**What you should do**.
Reproduce the lines below without any changes, starting at the line that contains "Task: indicate the white buttercream" and ending after the line that contains "[(191, 520)]".

[Collected data entries]
____

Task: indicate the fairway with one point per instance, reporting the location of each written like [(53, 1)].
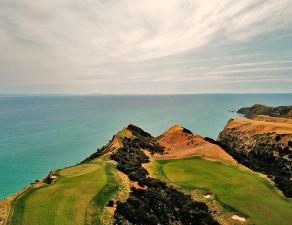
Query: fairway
[(70, 199), (240, 189)]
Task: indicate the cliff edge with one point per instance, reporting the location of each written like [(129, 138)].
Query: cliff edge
[(263, 144)]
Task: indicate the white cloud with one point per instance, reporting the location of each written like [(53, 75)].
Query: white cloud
[(61, 40)]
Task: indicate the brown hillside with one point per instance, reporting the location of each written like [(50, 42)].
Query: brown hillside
[(180, 144)]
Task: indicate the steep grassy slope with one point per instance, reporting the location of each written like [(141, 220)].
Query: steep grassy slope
[(79, 194), (240, 189)]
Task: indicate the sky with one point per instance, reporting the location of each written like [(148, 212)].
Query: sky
[(145, 46)]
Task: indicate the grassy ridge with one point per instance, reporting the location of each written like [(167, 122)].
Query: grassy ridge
[(69, 199), (246, 192)]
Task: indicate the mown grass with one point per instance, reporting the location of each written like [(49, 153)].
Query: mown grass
[(235, 188), (67, 201)]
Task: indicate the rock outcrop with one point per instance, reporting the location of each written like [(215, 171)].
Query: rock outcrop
[(263, 144), (179, 142), (258, 109)]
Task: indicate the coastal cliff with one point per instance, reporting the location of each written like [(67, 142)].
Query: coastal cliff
[(263, 144), (258, 109)]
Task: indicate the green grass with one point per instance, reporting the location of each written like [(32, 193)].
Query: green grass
[(235, 188), (70, 199)]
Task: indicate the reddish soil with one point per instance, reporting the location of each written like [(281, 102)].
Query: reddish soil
[(179, 144)]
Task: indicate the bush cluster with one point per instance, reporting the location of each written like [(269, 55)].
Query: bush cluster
[(156, 203)]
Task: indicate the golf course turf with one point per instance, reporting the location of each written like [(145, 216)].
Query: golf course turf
[(238, 188), (79, 194)]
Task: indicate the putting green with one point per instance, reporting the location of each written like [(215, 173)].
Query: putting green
[(237, 188), (70, 199)]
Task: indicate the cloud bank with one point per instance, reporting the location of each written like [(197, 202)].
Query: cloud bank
[(125, 46)]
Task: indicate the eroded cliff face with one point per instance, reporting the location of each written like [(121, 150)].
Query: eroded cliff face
[(258, 109), (263, 144)]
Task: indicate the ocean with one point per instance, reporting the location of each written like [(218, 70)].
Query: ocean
[(42, 133)]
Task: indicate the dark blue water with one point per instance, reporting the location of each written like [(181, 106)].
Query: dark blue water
[(42, 133)]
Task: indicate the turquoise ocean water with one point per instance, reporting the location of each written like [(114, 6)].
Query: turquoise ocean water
[(42, 133)]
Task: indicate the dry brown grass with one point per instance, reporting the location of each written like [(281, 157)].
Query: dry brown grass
[(179, 144)]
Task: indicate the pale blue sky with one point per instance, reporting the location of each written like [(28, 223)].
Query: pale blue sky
[(161, 46)]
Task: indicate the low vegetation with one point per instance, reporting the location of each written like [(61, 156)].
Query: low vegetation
[(236, 189), (78, 196), (155, 202)]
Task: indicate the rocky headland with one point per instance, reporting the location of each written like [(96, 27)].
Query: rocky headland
[(263, 144), (258, 109)]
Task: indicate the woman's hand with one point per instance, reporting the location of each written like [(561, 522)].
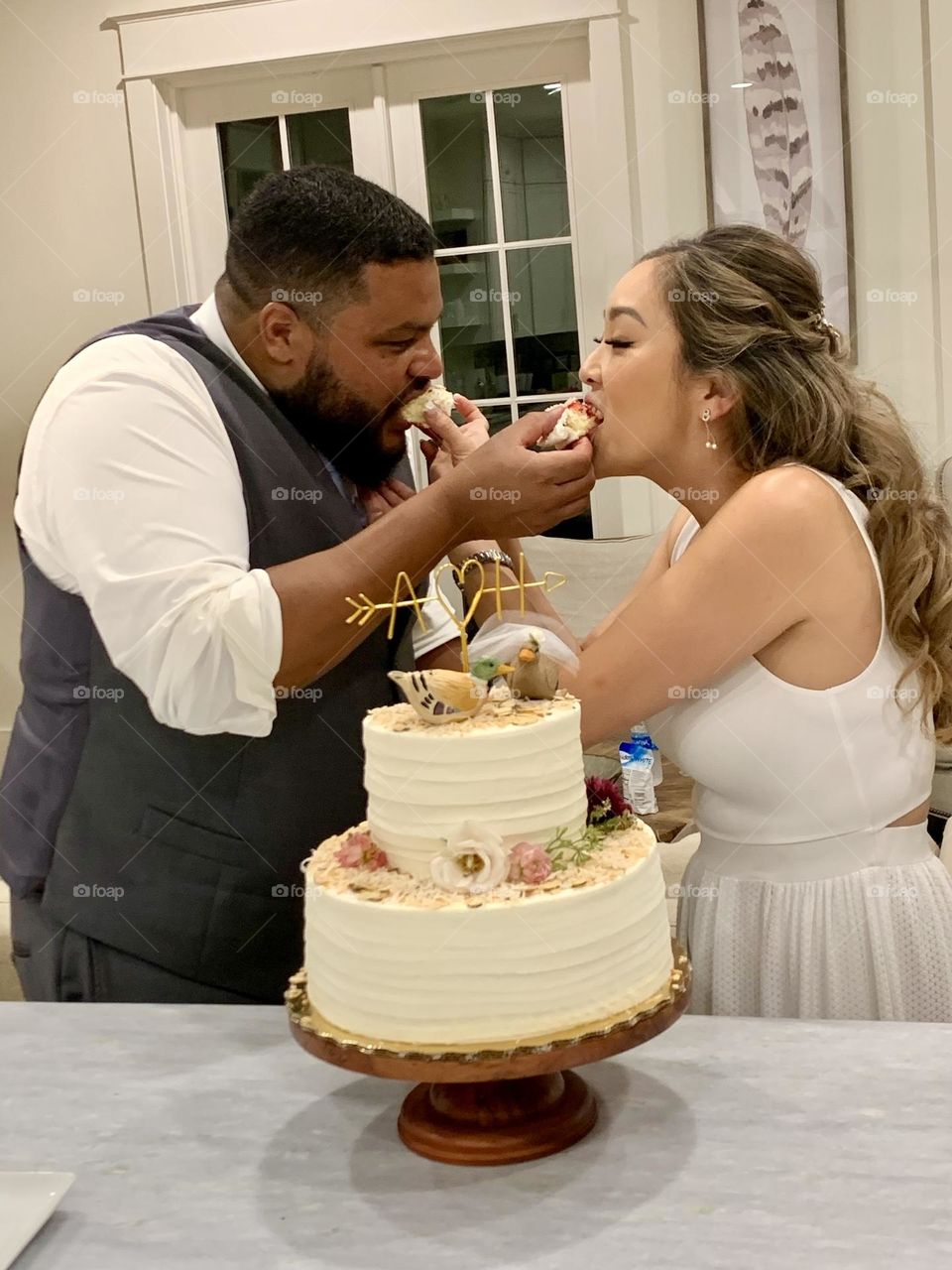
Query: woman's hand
[(377, 502), (449, 444)]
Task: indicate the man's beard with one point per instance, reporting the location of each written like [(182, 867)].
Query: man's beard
[(347, 430)]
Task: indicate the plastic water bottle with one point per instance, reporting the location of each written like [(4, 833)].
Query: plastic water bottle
[(640, 735), (638, 760)]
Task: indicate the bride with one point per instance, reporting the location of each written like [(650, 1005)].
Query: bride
[(789, 643)]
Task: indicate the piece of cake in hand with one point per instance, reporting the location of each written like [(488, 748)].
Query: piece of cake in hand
[(434, 395), (575, 422)]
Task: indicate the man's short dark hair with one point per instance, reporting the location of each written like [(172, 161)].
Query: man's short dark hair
[(311, 230)]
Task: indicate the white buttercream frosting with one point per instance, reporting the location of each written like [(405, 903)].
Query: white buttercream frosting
[(400, 960), (516, 769)]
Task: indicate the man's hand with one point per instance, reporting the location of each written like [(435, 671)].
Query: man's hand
[(381, 499), (449, 444), (503, 489)]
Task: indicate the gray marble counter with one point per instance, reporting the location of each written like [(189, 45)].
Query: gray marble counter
[(206, 1137)]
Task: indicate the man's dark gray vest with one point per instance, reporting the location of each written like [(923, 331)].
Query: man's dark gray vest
[(177, 848)]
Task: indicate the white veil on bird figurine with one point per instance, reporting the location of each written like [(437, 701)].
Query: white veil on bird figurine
[(534, 645)]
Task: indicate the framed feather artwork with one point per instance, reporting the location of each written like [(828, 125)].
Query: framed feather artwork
[(775, 131)]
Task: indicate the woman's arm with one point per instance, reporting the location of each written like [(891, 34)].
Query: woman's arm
[(656, 567), (746, 580)]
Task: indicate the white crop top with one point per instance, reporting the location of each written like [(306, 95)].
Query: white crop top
[(774, 762)]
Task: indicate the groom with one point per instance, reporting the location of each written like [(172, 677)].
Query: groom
[(191, 520)]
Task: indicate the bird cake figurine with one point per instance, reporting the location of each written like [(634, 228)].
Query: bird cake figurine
[(442, 697), (535, 675)]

____

**Right answer**.
Task: indicate the white buttercream frosting with one point per instance, reporting the location of each written like [(405, 903)].
Query: white buttercream frosting
[(400, 960), (516, 769)]
Task: indicate the man's hand with one point per instance, reporting the location of each written like [(435, 671)].
Query: man's hand
[(381, 499), (449, 444), (503, 489)]
Task: indicate the gray marble counter with one point per instance, reporting the location of each written like [(189, 45)].
Query: gray marble counter
[(206, 1137)]
Task: indicate the man's dark gray vest with one point per instance, reporting the location of each written like [(923, 331)].
Query: man's dark gray vest
[(177, 848)]
Task: indicate the white veil on bird figurine with one point per instance, reporting the location of each written like [(437, 701)].
Query: white veil on bird figurine
[(534, 645)]
Task: indicate the framed feather artwork with one point per instance, reporting the location of each written like [(828, 125)].
Query: framed feather artwork
[(775, 131)]
Task: indicate the woman's arm with one point per instance, reporting the location of each written like [(891, 34)].
Query: woman's arm
[(656, 567), (746, 580)]
Task: indicate the white crop top with one point per instance, reporting the location of each written like [(306, 95)].
Query: white crop top
[(774, 762)]
Task: indicate the groom with one point per instance, reporting the location of each written like [(172, 677)].
Query: groom
[(191, 520)]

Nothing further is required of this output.